→ WHAT IS REQUIRED:
Return every line of the material below that contains the string "hair", matching case exactly.

→ EXTRACTED ENTRIES:
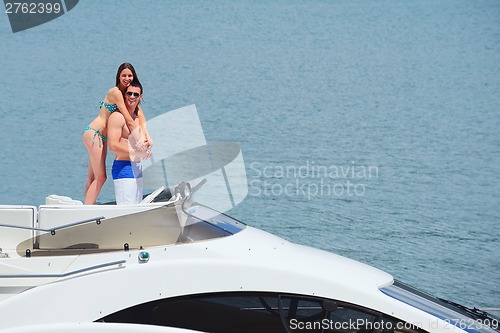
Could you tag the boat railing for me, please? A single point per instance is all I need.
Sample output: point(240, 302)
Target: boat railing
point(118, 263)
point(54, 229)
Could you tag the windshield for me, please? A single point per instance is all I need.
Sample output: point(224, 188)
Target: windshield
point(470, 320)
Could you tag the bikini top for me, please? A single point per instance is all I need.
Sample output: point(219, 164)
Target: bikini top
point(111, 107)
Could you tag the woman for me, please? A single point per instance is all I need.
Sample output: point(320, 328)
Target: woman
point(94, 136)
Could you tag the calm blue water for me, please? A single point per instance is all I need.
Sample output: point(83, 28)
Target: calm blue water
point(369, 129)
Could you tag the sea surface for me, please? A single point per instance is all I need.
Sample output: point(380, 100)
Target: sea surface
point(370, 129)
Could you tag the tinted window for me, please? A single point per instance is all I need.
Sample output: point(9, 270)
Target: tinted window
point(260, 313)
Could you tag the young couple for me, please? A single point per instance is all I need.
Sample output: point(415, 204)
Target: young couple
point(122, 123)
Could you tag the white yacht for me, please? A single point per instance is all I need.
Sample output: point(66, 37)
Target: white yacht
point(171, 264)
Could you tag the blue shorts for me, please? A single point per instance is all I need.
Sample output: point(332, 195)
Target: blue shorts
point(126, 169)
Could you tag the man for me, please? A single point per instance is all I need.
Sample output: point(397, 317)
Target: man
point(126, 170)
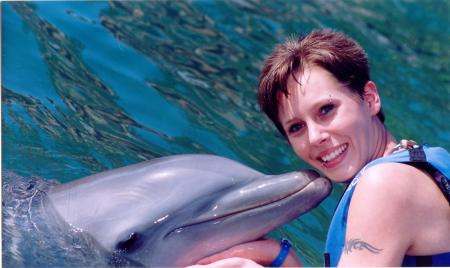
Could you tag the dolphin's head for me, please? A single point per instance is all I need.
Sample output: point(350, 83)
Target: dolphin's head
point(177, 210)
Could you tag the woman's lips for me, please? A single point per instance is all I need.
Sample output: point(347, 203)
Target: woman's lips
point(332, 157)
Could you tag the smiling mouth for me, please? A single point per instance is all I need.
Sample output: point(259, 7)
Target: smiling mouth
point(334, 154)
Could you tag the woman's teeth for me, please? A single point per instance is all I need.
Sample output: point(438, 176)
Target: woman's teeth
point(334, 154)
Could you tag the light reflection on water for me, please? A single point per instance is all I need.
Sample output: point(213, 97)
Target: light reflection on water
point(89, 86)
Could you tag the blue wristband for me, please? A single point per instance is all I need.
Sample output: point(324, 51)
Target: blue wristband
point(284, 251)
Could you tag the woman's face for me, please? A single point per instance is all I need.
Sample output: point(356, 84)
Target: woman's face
==
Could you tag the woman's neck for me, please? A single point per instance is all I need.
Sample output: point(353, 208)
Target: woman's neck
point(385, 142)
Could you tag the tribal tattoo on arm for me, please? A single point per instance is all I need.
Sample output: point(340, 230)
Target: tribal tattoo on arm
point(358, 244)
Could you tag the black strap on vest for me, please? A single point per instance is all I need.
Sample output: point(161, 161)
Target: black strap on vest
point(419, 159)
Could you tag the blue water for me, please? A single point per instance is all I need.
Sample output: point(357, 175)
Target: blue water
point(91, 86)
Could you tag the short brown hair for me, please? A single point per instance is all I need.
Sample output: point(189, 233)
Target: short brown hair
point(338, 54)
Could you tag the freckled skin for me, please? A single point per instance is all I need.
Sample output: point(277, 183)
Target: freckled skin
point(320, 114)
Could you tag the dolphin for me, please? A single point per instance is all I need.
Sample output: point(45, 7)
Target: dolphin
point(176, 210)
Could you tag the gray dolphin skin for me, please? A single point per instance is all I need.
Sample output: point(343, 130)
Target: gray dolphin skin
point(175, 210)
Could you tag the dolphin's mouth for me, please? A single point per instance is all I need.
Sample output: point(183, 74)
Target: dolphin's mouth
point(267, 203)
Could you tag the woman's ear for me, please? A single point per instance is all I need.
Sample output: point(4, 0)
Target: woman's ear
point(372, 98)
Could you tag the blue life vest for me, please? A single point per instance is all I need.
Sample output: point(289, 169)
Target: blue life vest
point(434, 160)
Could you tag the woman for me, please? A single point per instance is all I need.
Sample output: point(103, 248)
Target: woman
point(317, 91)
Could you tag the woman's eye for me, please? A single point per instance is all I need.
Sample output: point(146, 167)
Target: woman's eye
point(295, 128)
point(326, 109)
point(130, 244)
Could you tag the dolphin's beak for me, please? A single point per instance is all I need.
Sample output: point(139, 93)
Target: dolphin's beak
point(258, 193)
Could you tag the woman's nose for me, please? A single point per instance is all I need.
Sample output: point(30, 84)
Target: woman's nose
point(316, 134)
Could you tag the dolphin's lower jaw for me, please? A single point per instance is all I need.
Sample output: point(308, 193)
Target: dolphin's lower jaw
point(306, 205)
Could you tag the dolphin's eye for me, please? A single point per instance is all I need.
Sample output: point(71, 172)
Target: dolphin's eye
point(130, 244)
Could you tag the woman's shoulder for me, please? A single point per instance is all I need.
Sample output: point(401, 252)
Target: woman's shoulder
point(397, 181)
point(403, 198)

→ TASK RESULT:
Could you tag the short brown hair for me, please? A single point per instance is all I need.
Target: short brown hair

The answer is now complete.